Fundamental Analysis Example

Tesla Inc. (NASDAQ: TSLA) hit $900 per share earlier this year. It’s the powerhouse of the electric vehicle sector.

Investors typically look at details like earnings per share and dividends. But it wouldn’t be fair to say that Tesla took off only because of its financials…

For one, Elon Musk owns Tesla. He sent a car into space and built a reusable rocket. Many people view him as a super-genius who could potentially take us to Mars. This could indirectly add value to Tesla’s stock but wouldn’t necessarily show in the financials.

This is one reason fundamental analysis can be so tricky.

Technical Analysis Example

In penny stocks, history tends to repeat itself. That’s why you must study the charts … They can give you clues about what the stock might do next.

Say you’re looking at a hot penny stock’s daily chart. You notice that six months ago the stock went on a multi-day run from 10 cents to $1.

Since that run, the stock has faded off and found support around 50 cents. Say it consolidates for a few months, then starts making its way toward that previous high of $1.

This is a breakout pattern. The $1 level is a resistance point from the last run, meaning the stock couldn’t push through that price. As it approaches that key level, ask yourself these questions:

  • Will it fail to pass that level again or break out above it?
  • If it does break out, will it have another multi-day run?
  • Are there any more potential resistance levels from further back on the chart?

If you want to use technical analysis to its full potential, this is just the tip of the iceberg. There are many more details of penny stock analysis that you need to learn and adapt to over time.

Don’t try to cheat the learning process — you’ll end up cheating yourself. Get my no-cost “Volatility Survival Guide” to learn how to adapt to a market that’s always changing.

Fundamental Analysis vs. Technical Analysis: Which Is Better?

I’m a day trader, so I rely mostly on technical analysis.

This type of penny stock analysis might not click with everyone. Practice and figure out what works for you.

#### [SHORT PROBLEM A]
Reproduce the stretch of the rows that starts at the line containing "[point] at the man in black" and continues through the final row, with both of those lines included.
The passage and the rows are unrelated to each other.

[Collected data entries]
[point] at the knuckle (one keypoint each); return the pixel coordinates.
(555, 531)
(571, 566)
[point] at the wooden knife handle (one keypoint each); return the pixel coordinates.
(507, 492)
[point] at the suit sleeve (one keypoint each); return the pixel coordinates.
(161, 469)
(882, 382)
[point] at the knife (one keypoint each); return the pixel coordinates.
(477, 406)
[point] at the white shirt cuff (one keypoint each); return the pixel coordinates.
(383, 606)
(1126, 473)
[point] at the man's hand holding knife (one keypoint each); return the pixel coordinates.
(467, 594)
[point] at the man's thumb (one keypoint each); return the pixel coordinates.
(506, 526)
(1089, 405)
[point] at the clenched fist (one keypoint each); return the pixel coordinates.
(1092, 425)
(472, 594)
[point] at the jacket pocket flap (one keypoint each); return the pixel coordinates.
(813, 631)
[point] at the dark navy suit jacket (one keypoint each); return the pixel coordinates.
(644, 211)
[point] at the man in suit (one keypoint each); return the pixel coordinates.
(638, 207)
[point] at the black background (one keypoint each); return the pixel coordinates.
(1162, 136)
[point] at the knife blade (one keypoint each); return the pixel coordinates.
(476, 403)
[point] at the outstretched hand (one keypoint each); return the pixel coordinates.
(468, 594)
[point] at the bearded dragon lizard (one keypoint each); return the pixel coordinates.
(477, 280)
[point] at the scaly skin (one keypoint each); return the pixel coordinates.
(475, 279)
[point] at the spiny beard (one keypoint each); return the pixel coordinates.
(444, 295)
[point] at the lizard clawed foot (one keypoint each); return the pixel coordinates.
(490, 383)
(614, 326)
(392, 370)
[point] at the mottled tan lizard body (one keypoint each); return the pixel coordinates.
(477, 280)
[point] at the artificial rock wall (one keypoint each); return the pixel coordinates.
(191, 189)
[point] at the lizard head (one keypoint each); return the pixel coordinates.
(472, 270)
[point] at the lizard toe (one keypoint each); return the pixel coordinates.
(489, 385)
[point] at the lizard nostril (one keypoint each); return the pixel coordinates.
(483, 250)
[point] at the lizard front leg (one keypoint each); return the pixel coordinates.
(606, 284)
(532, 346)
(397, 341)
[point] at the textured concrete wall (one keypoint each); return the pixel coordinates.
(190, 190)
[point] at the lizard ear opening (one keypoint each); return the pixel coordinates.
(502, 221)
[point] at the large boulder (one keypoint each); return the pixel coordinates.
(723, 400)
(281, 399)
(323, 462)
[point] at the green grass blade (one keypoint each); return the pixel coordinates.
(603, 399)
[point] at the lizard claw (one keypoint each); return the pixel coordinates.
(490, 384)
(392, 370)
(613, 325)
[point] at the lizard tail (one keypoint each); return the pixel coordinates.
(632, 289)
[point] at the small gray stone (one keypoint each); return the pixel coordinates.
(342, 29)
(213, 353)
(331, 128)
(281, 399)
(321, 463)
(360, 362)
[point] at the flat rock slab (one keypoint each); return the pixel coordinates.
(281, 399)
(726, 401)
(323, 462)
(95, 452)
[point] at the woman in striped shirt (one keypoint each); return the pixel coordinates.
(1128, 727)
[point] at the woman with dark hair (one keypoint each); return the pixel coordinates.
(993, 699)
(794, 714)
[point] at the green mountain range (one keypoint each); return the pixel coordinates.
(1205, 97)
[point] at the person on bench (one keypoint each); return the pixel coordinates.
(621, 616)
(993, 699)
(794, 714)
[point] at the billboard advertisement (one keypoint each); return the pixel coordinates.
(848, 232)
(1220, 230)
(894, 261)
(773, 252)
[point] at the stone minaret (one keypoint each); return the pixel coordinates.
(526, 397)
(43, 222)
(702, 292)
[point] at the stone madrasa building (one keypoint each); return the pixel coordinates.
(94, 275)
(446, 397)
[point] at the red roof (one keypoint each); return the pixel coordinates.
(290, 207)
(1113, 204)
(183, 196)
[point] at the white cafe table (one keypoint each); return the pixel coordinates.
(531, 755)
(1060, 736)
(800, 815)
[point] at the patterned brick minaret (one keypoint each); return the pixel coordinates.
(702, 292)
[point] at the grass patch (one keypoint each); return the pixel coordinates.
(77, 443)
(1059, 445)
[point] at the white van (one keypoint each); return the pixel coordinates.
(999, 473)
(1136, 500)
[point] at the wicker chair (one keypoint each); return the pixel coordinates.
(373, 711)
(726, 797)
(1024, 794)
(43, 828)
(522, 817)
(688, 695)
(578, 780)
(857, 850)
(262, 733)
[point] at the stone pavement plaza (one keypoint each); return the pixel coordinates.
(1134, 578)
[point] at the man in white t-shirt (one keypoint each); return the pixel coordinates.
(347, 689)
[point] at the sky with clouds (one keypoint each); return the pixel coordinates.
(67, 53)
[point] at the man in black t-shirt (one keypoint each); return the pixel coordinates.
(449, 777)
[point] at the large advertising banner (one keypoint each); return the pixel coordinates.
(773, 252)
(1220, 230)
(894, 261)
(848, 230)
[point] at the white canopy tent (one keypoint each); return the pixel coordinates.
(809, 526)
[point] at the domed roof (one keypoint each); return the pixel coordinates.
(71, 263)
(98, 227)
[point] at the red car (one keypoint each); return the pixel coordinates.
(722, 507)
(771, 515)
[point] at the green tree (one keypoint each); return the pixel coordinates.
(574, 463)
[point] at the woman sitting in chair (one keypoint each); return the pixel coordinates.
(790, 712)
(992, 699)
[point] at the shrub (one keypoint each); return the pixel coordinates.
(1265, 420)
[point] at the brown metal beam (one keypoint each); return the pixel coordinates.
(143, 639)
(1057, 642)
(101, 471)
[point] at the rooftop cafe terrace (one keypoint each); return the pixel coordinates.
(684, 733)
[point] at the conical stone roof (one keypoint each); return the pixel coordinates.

#### [SHORT PROBLEM B]
Write the next part of the passage on fundamental and technical stock analysis, picking up after its last sentence.

#### [EXERCISE ANSWER A]
[point] at the man in black t-shirt (one keypoint each); return the pixel coordinates.
(449, 777)
[point] at the large advertising banner (one keypoint each); return the pixel coordinates.
(773, 252)
(1220, 230)
(894, 261)
(848, 230)
[point] at the white canopy tent (one keypoint each); return the pixel coordinates.
(809, 526)
[point] at the domed roof (one keypoint each); return the pixel coordinates.
(71, 263)
(98, 227)
[point] at the red car (one keypoint each); return the pixel coordinates.
(722, 507)
(771, 515)
[point] at the green tree (one keypoint each); return the pixel coordinates.
(574, 463)
[point] at the woman sitting in chair (one keypoint each); return the pixel coordinates.
(790, 712)
(992, 699)
[point] at the shrub (one keypoint each); return the pixel coordinates.
(1265, 420)
[point] at the brown metal beam (one keypoint each); return the pixel coordinates.
(143, 639)
(1057, 642)
(101, 471)
[point] at the rooftop cafe terrace (one keypoint each); return the pixel coordinates.
(684, 733)
[point] at the conical stone roof (one keypoint each); return the pixel coordinates.

#### [EXERCISE ANSWER B]
Michael Goode is one of my earliest Challenge students now one of my chat room moderators. He trades almost entirely using fundamental analysis and now has over $2.6 million in profits.*

Then I have students like Matt Monaco and Mike “Huddie” Hudson who primarily use technical analysis. They’ve found a few patterns that made sense to them, then practiced and honed them for years.

It comes down to preference.

The 3 Best Indicators for Penny Stock Analysis and Trading

There are hundreds of indicators out there, but you don’t need them all for penny stock analysis.

Too many indicators can overcomplicate your trading plan. I try to keep mine as simple as possible.

For the record, I trade using seven indicators. That includes some fundamentals. Forget the labels of fundamental vs. technical. Look at the big picture. You can learn all seven indicators in the “Trader Checklist Part Deux” DVD available from the Profit.ly store.

For now, here are three top indicators for penny stock trading…

#1: VWAP

Almost every trader I know uses volume-weighted average price (VWAP) for penny stock analysis.

It takes the total dollar volume traded and divides it by the number of shares traded. This gives us the overall average price, usually displaying as a red line on the chart.

When a stock trades above VWAP, we know it’s above the average price paid. This could mean the stock is bullish. It’s the opposite when it’s trading below VWAP.

Picture a stock that’s been spiking all morning. When it starts to sell off, VWAP could be a good area for a dip buy. That’s because most traders own the stock near that price, so it could potentially act as support.

VWAP isn’t magic. But it can be an awesome tool for penny stock analysis.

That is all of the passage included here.